_Required task 1_. Name each ingredient for brik à l'oeuf that the food blog post lists.
_Required task 2_. According to the food blog post, which country's recipe will come first in the writer's plan to cook one dish for every flag?

_Passage given_.
And so that's it for today and here are some thoughts for the weekend...I just installed the new and v v cool noecounter thing on my sidebar. I really like this because it has flags! they are so cute. And so now I've decided that I must make a recipe for every flag that appears...starting with Malaysia.

I don't know why I picked Malaysia to start with, other than I have met some really friendly and pleasant people from this country but in any case, I am going to be making Laksa and since I've never actually eaten this before but just found it on an internet site I am having an Asian green herb crisis...Laksa leaf...what is it really? In any case I hope I pick the right one...

stay tuned for the Laksa lunch and I am counting on your input.

21 September 2006

Lunch in Tunisia

Last weekend I made a lovely Tunisian speciality, brik à l'oeuf.  I hesitated before posting this entry because I was not really thrilled with the results. But, since Ramadan is just around the corner and I probably won't be making these again for a while, here goes.

Brik_ingredients

First of all, the ingredients:

Sheets of brick (or brik)...more about that later

Oil for cooking

Canned tuna (packed in water is better)

_Information shown_.

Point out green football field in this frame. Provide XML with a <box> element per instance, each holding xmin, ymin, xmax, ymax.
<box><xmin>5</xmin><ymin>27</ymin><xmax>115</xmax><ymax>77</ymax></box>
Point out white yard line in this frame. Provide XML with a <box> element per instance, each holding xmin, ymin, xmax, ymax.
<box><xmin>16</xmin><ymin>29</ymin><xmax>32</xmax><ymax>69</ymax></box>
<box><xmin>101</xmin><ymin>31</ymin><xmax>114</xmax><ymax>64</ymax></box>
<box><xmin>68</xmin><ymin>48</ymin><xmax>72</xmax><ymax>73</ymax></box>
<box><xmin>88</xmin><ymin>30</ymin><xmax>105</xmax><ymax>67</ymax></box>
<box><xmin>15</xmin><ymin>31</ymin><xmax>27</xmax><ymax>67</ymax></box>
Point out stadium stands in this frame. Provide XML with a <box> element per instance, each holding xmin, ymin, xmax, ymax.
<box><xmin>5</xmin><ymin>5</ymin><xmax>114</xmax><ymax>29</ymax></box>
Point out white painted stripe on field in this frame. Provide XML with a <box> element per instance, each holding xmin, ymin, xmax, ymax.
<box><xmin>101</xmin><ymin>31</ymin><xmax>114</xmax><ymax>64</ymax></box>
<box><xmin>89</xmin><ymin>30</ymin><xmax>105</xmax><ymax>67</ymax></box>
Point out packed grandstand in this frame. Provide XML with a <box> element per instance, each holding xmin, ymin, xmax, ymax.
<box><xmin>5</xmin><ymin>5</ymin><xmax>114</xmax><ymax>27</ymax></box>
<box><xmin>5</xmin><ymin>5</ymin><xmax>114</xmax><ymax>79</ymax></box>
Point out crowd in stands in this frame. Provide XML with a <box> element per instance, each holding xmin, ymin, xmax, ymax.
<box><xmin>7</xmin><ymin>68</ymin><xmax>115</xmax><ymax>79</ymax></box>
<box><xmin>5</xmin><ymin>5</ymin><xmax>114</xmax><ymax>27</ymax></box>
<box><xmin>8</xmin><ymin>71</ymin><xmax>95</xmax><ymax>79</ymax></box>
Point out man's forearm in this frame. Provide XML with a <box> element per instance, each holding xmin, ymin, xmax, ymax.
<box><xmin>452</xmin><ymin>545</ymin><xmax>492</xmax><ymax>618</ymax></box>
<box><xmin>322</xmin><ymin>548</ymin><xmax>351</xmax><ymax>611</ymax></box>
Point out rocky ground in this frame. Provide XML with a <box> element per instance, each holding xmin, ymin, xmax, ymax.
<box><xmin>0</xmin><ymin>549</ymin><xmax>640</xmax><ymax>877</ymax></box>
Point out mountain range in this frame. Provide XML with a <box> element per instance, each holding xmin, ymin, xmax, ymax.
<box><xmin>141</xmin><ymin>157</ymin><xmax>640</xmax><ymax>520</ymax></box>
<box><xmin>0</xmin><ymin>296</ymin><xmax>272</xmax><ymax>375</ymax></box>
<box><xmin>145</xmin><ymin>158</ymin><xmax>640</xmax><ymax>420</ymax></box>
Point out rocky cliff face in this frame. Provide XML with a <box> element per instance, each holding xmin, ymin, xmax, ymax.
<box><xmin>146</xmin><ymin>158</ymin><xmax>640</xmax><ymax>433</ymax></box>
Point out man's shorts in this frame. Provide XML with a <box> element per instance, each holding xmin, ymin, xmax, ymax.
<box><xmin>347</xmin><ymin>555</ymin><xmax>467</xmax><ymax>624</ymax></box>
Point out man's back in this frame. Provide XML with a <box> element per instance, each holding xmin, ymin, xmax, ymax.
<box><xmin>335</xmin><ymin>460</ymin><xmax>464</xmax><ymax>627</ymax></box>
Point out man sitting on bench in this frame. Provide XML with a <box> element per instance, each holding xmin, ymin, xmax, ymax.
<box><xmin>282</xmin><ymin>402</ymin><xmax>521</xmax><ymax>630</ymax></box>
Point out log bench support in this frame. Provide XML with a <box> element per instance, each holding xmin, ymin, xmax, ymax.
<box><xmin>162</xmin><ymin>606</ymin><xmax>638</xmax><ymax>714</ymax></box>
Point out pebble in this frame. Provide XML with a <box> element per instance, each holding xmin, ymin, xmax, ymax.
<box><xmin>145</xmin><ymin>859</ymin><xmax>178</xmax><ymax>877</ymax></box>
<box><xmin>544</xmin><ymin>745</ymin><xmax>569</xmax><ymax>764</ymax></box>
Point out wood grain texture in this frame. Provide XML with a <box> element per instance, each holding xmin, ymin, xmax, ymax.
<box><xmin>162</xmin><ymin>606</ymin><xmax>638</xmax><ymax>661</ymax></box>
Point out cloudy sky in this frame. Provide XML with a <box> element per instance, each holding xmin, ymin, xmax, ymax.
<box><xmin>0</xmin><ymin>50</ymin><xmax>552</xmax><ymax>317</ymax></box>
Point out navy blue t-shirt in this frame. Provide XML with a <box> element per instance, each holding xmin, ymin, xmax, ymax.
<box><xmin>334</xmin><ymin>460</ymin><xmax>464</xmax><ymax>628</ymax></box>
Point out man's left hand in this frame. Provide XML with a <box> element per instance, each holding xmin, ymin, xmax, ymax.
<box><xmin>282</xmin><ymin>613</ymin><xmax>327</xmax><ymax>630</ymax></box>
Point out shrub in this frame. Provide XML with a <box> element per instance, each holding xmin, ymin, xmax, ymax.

_Exercise output 1_.
Sheets of brick (or brik)
Oil for cooking
Canned tuna (packed in water is better)

_Exercise output 2_. Malaysia.